⟨
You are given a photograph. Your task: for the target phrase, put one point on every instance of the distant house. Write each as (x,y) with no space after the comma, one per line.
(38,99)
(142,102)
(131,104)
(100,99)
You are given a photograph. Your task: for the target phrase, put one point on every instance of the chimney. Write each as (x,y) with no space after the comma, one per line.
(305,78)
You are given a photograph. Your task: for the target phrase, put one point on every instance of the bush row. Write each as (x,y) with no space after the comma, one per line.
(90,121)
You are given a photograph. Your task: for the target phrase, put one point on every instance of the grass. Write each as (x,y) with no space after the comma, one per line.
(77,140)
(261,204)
⟩
Exercise description →
Could you repeat each of the records above, line for line, without changing a single character?

Task answer →
You are given a photograph. Your task: for the target phrase, put one point on every instance of the distant house. Write each as (x,y) with no space after the comma, one per line.
(38,99)
(142,102)
(131,104)
(100,99)
You are given a photograph. Your task: for the target phrase, put one point on every instance of the chimney. Write each as (x,y) with no space after the comma, one per line.
(305,78)
You are given a photograph. Your task: for the target phrase, put one point on every instance of the bush row. Write each as (x,y) with no space after the comma, one per line.
(90,121)
You are given a photograph. Your task: for the target phrase, put one point on every instance of the grass. Write each as (x,y) with no space after the comma, one per line.
(77,140)
(261,204)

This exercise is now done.